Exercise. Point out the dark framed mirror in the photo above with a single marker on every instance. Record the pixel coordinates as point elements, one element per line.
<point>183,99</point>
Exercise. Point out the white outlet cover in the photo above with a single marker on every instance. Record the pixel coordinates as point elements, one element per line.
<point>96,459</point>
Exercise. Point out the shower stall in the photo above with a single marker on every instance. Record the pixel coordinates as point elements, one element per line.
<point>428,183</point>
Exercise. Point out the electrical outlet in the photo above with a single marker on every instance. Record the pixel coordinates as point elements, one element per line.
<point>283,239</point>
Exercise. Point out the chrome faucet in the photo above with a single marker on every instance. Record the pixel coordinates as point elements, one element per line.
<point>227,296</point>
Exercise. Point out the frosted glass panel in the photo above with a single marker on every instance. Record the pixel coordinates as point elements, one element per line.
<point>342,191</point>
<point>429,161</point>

^^^^^^^^

— Goal of the exercise —
Reproduce all of the entries above verbatim, keeping each line as it appears.

— Solution to this exercise —
Exercise. Point out the dark framed mirror in the photo above with a single marker on every instance. Record the pixel coordinates as point elements, one element per line.
<point>183,99</point>
Exercise. Point out the white outlet cover in the photo above with a single marker on every instance. Record the pixel coordinates as point elements, one element per line.
<point>96,459</point>
Exercise. Point out the shower stall in the photo above with a single marker on every instance. Record the pixel coordinates as point elements, one element per line.
<point>428,183</point>
Exercise. Point out the electrical outlet in the photo above with a single marker on every instance. Record the pixel coordinates as point elements, one element per line.
<point>283,239</point>
Exercise. Point out the chrome faucet in the photo above with a single marker on every instance. Record the pixel coordinates as point elements, one element per line.
<point>227,296</point>
Exercise. Point out the frosted glass panel in the photo above with a single marker on every instance. Record the pixel coordinates as point elements, one element per line.
<point>342,191</point>
<point>429,161</point>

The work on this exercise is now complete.